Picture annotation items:
•••••

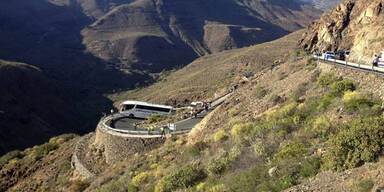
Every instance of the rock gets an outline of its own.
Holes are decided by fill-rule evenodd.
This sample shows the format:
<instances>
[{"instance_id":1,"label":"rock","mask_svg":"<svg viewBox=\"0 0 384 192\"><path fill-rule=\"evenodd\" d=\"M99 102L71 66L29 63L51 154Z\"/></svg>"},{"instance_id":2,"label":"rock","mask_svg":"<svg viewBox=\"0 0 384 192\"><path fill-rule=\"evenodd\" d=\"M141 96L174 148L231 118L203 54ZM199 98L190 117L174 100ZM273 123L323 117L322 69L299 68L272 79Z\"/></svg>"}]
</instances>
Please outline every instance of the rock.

•••••

▶ _Task statement_: Copy the text of every item above word for word, leaving out the pictures.

▶ _Finished task_:
Every instance of the rock gets an outline of its own.
Holes are decided by fill-rule evenodd.
This sample shows the format:
<instances>
[{"instance_id":1,"label":"rock","mask_svg":"<svg viewBox=\"0 0 384 192\"><path fill-rule=\"evenodd\" d=\"M99 102L71 66L29 63L51 154Z\"/></svg>"},{"instance_id":2,"label":"rock","mask_svg":"<svg viewBox=\"0 0 384 192\"><path fill-rule=\"evenodd\" d=\"M141 96L174 148L231 118L203 54ZM199 98L190 117L174 100ZM273 123L323 117L322 69L299 68L272 79Z\"/></svg>"}]
</instances>
Please outline every instance of the rock.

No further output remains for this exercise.